WHAT YOU SHOULD DO: Repeat precisely, and only, the lines between the line containing "Note: for this drill, pin each instance of the red vintage" and the end of the listing below, both ends included.

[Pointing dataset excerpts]
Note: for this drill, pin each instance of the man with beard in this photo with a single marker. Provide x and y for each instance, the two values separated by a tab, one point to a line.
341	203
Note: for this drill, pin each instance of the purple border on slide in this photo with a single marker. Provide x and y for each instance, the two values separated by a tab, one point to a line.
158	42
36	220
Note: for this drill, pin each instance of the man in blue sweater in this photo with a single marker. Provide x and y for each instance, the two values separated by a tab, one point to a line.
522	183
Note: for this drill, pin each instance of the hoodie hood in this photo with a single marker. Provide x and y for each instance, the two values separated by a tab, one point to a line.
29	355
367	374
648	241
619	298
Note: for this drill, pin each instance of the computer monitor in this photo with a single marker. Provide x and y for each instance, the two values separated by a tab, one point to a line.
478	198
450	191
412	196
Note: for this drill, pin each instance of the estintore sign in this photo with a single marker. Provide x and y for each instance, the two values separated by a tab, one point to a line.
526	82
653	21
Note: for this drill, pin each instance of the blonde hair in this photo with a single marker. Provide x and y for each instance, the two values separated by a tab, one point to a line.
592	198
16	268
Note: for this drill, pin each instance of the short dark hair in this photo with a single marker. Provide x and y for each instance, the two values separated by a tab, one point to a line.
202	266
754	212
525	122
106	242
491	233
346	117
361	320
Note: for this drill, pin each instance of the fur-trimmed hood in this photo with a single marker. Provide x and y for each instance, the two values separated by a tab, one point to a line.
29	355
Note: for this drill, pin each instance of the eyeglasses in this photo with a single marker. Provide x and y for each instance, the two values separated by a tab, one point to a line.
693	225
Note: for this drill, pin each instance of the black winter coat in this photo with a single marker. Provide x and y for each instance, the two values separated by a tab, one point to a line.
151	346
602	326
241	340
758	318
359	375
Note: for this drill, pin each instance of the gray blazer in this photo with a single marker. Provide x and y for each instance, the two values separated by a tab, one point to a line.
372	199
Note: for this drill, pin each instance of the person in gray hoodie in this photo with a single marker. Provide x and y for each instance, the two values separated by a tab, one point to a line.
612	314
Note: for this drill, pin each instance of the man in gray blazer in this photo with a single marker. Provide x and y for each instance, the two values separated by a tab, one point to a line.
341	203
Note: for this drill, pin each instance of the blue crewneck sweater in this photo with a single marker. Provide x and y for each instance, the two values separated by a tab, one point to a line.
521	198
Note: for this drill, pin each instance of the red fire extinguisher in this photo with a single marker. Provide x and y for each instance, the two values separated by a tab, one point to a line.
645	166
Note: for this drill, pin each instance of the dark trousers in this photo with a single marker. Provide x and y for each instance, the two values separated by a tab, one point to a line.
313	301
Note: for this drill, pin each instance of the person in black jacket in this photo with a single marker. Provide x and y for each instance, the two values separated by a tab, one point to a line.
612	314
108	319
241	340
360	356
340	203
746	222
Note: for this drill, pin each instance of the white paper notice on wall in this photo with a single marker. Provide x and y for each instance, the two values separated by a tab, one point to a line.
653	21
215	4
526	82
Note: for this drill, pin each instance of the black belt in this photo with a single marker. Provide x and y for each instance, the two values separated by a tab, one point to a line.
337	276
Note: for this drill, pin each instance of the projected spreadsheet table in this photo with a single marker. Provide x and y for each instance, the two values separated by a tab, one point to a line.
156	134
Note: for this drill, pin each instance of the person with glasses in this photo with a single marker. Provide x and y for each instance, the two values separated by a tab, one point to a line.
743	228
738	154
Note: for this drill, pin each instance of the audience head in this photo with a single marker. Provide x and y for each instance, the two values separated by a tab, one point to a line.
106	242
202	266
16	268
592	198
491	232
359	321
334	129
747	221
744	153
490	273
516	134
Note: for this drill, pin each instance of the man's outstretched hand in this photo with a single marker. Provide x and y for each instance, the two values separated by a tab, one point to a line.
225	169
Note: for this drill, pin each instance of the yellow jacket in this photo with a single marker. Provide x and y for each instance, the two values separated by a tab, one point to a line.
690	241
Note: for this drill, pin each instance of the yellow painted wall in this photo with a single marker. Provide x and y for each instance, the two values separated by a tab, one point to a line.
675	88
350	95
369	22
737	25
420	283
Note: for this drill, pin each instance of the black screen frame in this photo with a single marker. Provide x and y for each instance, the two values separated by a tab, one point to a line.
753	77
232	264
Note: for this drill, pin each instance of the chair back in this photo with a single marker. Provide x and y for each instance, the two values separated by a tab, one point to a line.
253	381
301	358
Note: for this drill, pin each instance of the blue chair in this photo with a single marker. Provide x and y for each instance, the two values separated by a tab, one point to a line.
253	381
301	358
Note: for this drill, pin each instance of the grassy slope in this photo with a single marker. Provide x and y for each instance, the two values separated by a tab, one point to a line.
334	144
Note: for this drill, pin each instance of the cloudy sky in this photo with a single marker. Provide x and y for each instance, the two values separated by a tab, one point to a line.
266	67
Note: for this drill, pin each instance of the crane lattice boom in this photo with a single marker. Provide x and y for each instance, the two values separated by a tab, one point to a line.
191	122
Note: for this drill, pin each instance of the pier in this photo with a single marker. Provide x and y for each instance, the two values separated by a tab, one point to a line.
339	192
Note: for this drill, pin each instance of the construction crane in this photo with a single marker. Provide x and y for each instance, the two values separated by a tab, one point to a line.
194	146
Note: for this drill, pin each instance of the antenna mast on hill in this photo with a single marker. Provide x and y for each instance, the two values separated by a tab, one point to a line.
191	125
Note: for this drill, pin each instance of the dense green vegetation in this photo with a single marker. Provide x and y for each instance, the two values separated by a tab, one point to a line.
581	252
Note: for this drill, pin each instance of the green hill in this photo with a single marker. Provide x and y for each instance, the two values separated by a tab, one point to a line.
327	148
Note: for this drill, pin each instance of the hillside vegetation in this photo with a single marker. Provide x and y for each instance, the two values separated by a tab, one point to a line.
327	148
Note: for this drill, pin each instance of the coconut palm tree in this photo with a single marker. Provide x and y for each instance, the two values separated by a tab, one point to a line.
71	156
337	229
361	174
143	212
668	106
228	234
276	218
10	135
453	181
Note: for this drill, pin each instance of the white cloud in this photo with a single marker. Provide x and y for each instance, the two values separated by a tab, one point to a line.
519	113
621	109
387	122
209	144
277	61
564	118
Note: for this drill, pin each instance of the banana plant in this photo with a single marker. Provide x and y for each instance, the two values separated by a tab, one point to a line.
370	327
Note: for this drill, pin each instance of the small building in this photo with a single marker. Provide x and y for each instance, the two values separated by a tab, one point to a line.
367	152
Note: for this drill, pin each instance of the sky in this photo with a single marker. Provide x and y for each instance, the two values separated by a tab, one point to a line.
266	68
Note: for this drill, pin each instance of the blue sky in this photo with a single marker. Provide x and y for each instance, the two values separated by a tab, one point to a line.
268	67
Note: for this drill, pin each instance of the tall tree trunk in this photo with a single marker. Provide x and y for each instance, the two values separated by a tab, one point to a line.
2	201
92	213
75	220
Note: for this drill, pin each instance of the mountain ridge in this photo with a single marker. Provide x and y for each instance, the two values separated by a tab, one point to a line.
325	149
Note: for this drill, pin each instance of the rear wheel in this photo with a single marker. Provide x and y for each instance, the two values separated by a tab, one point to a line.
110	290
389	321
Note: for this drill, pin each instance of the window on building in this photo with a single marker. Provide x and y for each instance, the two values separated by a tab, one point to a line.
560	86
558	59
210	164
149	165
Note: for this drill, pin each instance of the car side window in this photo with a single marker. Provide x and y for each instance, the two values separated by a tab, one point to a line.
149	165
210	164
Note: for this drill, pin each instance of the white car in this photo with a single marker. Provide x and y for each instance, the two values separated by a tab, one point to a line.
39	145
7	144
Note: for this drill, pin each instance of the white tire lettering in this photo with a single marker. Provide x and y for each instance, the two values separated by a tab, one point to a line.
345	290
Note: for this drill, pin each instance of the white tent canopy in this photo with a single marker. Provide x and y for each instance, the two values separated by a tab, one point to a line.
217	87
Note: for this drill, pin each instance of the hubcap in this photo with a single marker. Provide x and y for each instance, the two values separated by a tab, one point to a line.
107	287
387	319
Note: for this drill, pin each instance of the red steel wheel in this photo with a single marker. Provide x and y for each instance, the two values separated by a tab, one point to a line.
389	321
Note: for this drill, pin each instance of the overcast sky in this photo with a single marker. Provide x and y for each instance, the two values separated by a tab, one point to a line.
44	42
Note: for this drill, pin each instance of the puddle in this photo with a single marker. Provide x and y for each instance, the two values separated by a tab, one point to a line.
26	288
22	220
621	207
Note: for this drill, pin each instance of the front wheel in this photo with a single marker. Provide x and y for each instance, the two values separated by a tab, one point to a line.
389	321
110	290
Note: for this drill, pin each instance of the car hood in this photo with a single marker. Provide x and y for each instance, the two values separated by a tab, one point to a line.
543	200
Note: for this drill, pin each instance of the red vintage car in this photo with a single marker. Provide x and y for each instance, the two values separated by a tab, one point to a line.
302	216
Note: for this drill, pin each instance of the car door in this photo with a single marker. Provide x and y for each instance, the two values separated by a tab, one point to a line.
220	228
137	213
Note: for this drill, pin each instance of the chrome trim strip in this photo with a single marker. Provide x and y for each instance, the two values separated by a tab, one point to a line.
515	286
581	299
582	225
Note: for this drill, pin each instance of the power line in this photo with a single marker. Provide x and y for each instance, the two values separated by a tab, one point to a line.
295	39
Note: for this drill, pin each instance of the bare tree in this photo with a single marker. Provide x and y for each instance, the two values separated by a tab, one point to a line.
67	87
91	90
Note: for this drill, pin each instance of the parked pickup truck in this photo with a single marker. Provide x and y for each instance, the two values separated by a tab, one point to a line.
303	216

SOLUTION FOR THIS PROBLEM:
Note: for this drill, pin each instance of the red vintage car in this photo with a single marker. Provide x and y for each instance, the two values separated by a tab, one point to a line.
302	216
Note: for this drill, pin each instance of the car door in this photo with a single marker. Provide x and y for each instance, the two values separated by a tab, one point to a line.
220	228
137	213
Note: for this drill, pin each instance of the chrome trim strip in this photo with a single marker. Provide x and y for each instance, the two values separated by a tab, one point to a line.
515	286
581	299
582	225
Note: for this drill, pin each instance of the power line in this photo with a single marker. Provide x and y for each instance, the two values separated by a tab, one point to a line.
295	39
Note: for this drill, pin each instance of the bare tree in this photo with a single marker. Provide x and y for each instance, the two values separated by a tab, one point to a line.
67	87
91	90
Note: for this drill, pin each instance of the parked pickup truck in this photo with a single marker. Provide x and y for each instance, the two values separated by a tab, one point to a line.
303	216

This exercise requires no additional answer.